Who do we think we are fooling with our head-in-the-sand attitude to road deaths and serious injuries? Ourselves, says Kieran Fagan - and 10 people a month die on our roads because we won't face the truth.
The scene - any pub or restaurant any town anywhere. Last half hour before closing time; the place has filled up, many ordering last rounds. Some people are finishing up and going home, others stay until the very last moment.
The bar staff are serving foaming pints of stout and lager, ale and cider, Alco pops, wine and the occasional sparkling water and soft drink. Step back a moment and count the number of people with non-alcoholic drinks, then count the number of cars in the car park.
They don't match, not anywhere near it. Add in the people who - truly - have just had the one - and they still don't match. In most pubs and restaurants on most nights, there are drivers drinking more than they should and nobody is doing anything about.
Put your hand on your heart, swear it isn't so. You can't.
In city centres, you could argue that the customers are locals, within walking distance, or are going to get a taxi or bus home. Some even will. In the suburbs that can be the case, but is less likely. In our towns and villages, "everyone knows" that Paddy drives in three miles every evening to the pub, has a skinfull and drives three miles home again. "Half-cut" is the charitable description of his condition, but sure doesn't he know every inch of the road? And everyone who knows Paddy is complicit, that is to say guilty. Publican, drinking companions, family, and the Garda Siochána who find it politic to look the other way.

- [Written request 1]
Revise the drink-driving extract from the part that opens with the words "The bar staff" and closes with "so. You can't.", putting "parking lot" in place of "car park".
- [Written request 2]
Copy the records word for word, starting at their very first line and ending with the line that contains "1,0 -> 640,136", both included.

- [Materials provided]
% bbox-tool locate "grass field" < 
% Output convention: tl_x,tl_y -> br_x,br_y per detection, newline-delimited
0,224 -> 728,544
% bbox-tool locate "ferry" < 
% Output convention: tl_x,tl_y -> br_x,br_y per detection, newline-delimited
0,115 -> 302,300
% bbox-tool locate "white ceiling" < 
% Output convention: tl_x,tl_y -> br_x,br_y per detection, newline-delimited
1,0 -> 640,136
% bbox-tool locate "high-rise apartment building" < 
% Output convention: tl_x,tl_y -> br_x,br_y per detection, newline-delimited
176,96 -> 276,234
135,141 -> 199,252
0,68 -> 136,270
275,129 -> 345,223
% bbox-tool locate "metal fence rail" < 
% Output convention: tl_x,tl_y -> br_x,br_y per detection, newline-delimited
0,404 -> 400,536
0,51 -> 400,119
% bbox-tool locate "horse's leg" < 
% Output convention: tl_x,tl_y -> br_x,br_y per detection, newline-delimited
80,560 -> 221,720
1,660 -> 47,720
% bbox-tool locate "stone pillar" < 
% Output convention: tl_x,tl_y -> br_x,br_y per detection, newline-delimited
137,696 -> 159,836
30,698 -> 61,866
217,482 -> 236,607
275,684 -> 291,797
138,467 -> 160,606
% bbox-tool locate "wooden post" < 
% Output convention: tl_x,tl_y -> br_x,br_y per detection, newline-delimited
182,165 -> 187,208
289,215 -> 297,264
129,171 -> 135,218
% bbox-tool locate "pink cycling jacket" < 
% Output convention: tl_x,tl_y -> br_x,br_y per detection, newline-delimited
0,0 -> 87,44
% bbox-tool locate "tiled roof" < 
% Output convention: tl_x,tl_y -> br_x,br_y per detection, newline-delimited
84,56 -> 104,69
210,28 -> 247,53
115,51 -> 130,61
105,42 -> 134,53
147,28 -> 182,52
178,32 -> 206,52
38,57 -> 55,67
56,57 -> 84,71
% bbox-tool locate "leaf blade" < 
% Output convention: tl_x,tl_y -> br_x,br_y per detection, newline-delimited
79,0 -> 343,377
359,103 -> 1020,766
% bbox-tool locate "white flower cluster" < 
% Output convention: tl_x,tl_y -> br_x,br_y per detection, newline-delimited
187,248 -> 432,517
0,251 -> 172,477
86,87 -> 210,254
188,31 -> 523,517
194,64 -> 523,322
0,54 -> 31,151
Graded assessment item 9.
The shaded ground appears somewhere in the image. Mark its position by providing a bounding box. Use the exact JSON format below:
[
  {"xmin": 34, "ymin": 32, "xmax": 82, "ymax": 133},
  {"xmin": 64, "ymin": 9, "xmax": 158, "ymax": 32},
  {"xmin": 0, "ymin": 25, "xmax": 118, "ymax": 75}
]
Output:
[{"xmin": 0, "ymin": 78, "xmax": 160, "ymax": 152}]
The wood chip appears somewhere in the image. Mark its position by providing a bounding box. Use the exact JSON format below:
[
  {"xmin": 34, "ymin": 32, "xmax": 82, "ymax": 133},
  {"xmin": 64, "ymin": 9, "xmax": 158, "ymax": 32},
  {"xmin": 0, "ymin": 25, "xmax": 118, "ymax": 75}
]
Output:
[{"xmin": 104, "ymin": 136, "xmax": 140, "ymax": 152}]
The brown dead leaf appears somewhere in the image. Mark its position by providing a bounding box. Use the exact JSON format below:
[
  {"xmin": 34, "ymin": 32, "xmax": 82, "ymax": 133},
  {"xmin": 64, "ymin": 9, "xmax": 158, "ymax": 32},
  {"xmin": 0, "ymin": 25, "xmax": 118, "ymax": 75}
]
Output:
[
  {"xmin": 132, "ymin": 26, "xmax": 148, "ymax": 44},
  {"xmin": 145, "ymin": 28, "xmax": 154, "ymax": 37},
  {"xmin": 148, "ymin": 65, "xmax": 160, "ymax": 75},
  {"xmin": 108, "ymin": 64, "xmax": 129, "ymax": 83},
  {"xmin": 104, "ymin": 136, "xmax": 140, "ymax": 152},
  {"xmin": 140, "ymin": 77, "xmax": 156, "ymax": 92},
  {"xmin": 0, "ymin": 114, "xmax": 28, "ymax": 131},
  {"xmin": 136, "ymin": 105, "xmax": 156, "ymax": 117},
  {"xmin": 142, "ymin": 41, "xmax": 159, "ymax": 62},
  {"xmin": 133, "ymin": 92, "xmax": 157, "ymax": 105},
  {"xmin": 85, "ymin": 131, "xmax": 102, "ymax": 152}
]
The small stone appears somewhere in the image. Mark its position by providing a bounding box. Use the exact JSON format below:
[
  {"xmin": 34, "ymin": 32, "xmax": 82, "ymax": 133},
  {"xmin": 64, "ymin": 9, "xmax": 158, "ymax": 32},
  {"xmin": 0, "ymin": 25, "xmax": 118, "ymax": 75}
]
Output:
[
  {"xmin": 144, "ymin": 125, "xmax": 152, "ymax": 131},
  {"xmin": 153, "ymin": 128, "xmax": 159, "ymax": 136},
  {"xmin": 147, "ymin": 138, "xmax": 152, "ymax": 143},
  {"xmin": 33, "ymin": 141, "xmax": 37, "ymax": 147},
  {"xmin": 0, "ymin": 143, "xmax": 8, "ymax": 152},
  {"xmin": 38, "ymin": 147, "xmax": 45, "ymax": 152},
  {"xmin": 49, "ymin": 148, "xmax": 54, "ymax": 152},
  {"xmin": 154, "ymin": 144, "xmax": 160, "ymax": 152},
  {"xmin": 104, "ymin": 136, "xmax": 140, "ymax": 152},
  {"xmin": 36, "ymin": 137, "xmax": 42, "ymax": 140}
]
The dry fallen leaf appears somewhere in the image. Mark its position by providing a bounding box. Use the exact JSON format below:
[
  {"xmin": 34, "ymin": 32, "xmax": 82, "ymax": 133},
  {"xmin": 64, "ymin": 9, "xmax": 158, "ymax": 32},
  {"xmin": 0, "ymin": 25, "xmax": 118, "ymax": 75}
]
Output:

- [Finished answer 1]
The bar staff are serving foaming pints of stout and lager, ale and cider, Alco pops, wine and the occasional sparkling water and soft drink. Step back a moment and count the number of people with non-alcoholic drinks, then count the number of cars in the parking lot.
They don't match, not anywhere near it. Add in the people who - truly - have just had the one - and they still don't match. In most pubs and restaurants on most nights, there are drivers drinking more than they should and nobody is doing anything about.
Put your hand on your heart, swear it isn't so. You can't.

- [Finished answer 2]
% bbox-tool locate "grass field" < 
% Output convention: tl_x,tl_y -> br_x,br_y per detection, newline-delimited
0,224 -> 728,544
% bbox-tool locate "ferry" < 
% Output convention: tl_x,tl_y -> br_x,br_y per detection, newline-delimited
0,115 -> 302,300
% bbox-tool locate "white ceiling" < 
% Output convention: tl_x,tl_y -> br_x,br_y per detection, newline-delimited
1,0 -> 640,136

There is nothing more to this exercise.